--- Exercise requirements ---
Filter this material down to the lines that contain the string "below", and return those lines.
[Listed records Boundary: Start]
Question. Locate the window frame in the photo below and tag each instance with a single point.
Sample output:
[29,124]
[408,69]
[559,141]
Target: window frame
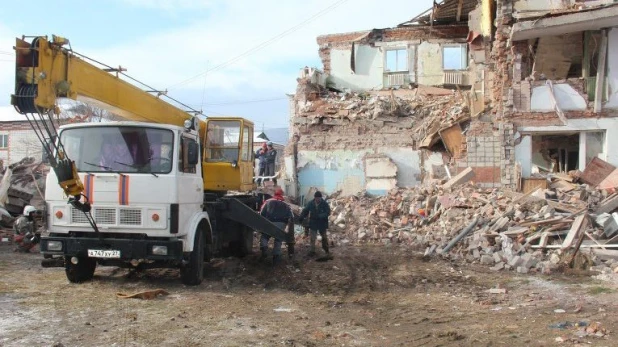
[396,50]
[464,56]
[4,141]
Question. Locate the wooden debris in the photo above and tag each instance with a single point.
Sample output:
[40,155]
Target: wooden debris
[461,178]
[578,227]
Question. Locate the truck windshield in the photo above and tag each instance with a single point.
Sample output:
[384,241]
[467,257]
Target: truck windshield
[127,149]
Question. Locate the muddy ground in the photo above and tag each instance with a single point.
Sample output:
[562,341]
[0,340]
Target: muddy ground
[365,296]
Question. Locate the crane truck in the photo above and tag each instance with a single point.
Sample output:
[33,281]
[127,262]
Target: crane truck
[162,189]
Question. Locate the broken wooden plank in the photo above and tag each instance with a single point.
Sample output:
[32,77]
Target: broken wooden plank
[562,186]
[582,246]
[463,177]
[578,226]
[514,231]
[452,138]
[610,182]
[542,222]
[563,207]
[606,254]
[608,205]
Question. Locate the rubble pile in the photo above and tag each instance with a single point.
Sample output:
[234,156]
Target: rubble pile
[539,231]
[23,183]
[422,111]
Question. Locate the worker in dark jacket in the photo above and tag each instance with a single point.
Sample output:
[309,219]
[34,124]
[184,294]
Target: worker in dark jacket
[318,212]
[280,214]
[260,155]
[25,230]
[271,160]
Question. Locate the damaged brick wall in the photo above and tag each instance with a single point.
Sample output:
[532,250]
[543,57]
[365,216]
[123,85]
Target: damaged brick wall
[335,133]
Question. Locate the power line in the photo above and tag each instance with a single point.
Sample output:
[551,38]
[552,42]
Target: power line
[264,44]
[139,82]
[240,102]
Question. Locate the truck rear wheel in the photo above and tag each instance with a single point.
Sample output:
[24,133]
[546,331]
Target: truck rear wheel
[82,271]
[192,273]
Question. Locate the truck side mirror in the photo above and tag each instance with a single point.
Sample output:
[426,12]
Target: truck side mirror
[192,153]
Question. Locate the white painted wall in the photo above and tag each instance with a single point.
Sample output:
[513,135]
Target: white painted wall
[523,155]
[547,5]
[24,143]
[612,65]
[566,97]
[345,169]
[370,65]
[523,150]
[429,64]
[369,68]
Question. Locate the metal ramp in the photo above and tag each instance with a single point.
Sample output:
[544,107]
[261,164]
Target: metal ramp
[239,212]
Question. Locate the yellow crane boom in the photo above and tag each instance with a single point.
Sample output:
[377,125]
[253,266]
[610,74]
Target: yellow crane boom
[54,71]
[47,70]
[Listed records Boundary: End]
[Listed records Boundary: Start]
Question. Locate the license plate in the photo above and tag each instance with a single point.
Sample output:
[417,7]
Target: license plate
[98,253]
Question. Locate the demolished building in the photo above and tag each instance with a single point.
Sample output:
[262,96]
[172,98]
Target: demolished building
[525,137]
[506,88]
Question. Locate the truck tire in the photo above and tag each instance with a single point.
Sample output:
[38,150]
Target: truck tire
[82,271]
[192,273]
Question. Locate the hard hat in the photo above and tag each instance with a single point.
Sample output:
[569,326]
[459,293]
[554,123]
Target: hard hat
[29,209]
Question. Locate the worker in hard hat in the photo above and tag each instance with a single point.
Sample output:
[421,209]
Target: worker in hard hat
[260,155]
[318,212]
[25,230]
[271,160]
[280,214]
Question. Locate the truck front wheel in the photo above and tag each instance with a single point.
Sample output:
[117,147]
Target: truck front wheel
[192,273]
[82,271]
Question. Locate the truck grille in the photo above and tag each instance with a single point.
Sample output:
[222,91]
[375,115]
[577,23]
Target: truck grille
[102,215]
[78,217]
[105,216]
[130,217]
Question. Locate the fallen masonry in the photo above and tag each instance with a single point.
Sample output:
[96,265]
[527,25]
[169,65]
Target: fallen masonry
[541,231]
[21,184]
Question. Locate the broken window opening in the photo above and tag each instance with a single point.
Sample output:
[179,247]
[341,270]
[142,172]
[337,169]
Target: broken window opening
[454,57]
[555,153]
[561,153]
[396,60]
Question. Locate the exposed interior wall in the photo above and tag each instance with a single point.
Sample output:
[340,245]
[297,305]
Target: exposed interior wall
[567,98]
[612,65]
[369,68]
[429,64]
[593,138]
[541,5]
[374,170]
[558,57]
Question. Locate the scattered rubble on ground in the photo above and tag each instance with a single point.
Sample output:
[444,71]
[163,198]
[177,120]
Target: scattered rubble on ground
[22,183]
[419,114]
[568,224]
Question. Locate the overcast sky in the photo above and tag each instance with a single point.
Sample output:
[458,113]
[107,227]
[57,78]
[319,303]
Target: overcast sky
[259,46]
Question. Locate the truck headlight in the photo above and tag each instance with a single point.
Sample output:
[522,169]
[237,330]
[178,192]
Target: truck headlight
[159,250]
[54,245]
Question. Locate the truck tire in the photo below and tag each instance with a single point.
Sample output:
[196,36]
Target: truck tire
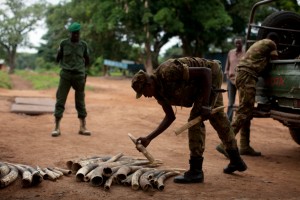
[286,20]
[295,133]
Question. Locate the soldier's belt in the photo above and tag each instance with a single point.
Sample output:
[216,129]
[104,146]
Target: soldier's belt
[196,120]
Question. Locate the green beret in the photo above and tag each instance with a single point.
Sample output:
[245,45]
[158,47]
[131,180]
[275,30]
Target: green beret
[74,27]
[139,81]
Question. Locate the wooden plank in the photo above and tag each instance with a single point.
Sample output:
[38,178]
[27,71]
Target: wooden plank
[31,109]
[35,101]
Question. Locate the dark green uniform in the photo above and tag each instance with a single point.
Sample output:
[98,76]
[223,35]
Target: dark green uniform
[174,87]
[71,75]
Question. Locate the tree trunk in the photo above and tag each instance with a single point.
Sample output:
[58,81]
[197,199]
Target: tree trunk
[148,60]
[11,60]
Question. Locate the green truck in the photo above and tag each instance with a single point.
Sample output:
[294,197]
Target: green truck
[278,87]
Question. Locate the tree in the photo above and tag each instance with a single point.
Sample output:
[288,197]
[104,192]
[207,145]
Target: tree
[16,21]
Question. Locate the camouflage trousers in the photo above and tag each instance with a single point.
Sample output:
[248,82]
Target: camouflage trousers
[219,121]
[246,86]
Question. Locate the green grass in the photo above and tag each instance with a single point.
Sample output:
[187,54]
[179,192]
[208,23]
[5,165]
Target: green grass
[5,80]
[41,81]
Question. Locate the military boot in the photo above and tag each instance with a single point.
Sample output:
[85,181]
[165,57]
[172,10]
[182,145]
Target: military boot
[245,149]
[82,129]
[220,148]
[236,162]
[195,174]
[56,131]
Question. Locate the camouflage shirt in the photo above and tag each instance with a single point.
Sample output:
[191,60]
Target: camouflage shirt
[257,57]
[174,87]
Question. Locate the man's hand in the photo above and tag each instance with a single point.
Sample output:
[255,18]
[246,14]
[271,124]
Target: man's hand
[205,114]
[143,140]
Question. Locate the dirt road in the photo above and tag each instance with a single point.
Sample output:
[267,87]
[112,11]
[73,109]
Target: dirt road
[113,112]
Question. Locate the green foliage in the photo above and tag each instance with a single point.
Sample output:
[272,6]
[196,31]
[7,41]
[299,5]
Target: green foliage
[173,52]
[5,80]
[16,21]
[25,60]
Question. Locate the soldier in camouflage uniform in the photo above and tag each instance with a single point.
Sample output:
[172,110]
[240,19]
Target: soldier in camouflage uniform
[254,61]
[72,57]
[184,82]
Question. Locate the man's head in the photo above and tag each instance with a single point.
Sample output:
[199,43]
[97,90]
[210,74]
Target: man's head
[Listed records Boundary: End]
[Listed records Boundary: Start]
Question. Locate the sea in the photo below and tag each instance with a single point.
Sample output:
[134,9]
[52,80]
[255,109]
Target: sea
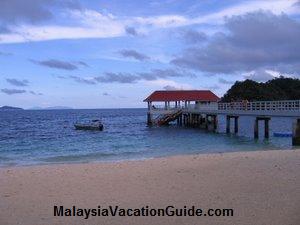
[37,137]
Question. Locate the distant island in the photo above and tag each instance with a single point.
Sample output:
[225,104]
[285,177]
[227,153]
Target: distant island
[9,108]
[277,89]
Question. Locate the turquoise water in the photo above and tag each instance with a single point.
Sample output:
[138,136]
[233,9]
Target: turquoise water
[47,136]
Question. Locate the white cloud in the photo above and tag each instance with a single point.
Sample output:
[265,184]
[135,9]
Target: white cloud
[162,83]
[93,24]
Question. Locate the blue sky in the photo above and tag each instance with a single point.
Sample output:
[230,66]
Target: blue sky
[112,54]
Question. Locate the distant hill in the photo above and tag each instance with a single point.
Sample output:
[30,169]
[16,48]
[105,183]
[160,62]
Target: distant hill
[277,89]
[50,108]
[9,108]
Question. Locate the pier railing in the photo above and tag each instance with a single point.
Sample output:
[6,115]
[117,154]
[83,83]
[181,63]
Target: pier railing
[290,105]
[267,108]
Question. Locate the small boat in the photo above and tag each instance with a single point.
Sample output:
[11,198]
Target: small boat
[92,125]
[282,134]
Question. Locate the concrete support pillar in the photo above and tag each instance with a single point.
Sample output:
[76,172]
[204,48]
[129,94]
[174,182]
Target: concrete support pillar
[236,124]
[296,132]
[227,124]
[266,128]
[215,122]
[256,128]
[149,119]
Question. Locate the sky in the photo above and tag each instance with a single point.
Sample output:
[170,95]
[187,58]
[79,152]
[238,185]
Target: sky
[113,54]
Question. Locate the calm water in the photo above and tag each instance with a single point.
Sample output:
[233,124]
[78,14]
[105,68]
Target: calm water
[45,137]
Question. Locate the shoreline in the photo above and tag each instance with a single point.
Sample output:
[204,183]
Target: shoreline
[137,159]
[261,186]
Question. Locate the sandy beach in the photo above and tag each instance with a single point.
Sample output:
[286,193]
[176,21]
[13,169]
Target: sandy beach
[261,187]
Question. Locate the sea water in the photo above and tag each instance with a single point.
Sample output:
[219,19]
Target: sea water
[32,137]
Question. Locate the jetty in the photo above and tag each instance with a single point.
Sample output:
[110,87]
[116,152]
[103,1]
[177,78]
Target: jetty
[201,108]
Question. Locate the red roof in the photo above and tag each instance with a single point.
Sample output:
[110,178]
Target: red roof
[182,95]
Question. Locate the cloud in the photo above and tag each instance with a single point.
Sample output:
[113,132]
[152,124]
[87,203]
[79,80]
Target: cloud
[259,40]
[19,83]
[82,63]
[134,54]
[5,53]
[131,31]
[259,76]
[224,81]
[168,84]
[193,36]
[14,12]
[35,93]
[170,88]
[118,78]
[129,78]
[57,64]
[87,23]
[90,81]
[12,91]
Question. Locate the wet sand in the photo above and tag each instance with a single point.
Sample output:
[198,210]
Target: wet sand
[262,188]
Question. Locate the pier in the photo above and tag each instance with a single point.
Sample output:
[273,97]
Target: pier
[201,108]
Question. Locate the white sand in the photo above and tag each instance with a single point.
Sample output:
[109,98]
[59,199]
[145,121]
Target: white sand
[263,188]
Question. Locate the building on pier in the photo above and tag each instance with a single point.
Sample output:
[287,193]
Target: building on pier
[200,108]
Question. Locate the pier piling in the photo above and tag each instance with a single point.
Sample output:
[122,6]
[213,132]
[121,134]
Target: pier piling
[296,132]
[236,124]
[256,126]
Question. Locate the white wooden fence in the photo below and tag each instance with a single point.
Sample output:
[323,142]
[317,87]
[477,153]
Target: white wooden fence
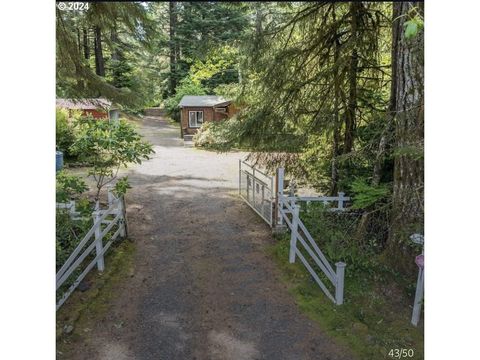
[Listed records Boundary: End]
--- Written answer ---
Question. Locate the window frame in the photo below and tag each instance with a single point.
Question. Locate the truck tire in the photo below and tag each instance with a single point.
Question. Locate the sea in the photo below and tag each instance with a single point.
Question. Locate the white wooden fence in the photo below and tag each instance with a single point.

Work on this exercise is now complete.